Dimana posisi dari anak tersebut dalam kerangka berpikir dan tindakan dari Kak Seto? Anak tidak ditempatkan pada posisi yang sebenarnya, anak diletakkan pada kepentingan semu dari Kak Seto yang seolah-olah untuk kebaikan dan perkembangan kepribadian si anak. Dengan memisahkan anak dari asuhan seorang ibu tentunya menimbulkan kerugian yang lebih parah bagi kedua pihak yaitu bagi anak dan bagi ibunya. Anak merasakan kehilangan rasa kasih sayang dari seorang ibu yang tentu saja sangat berpengaruh pada perkembangan kepribadian anak.Perasaan seorang ibu dipermainkan dan kewajiban seorang ibu dicabut oleh hanya seorang pribadi Kak Seto yang seharusnya melalui suatu proses hukum pada peradilan anak.

MATERI
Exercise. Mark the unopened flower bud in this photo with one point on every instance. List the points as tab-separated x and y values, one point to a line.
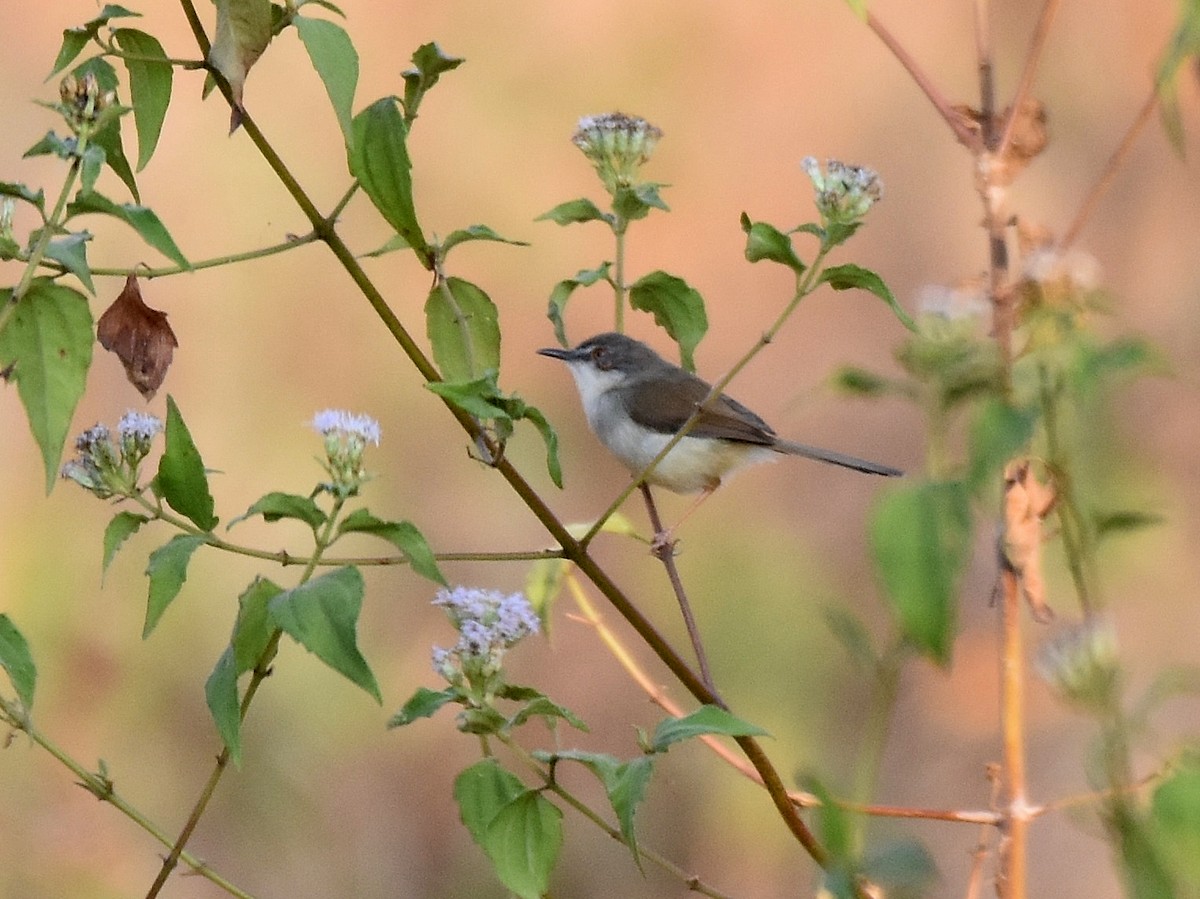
844	193
617	145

TUJUAN TUGAS
Ulangi kata demi kata bagian halaman tentang Kak Seto dan pengasuhan anak, dari "Dimana posisi dari" sampai "pada peradilan anak.". Materi tersebut sama sekali tidak digunakan di sini.

JAWABAN TERTULIS
Dimana posisi dari anak tersebut dalam kerangka berpikir dan tindakan dari Kak Seto? Anak tidak ditempatkan pada posisi yang sebenarnya, anak diletakkan pada kepentingan semu dari Kak Seto yang seolah-olah untuk kebaikan dan perkembangan kepribadian si anak. Dengan memisahkan anak dari asuhan seorang ibu tentunya menimbulkan kerugian yang lebih parah bagi kedua pihak yaitu bagi anak dan bagi ibunya. Anak merasakan kehilangan rasa kasih sayang dari seorang ibu yang tentu saja sangat berpengaruh pada perkembangan kepribadian anak.Perasaan seorang ibu dipermainkan dan kewajiban seorang ibu dicabut oleh hanya seorang pribadi Kak Seto yang seharusnya melalui suatu proses hukum pada peradilan anak.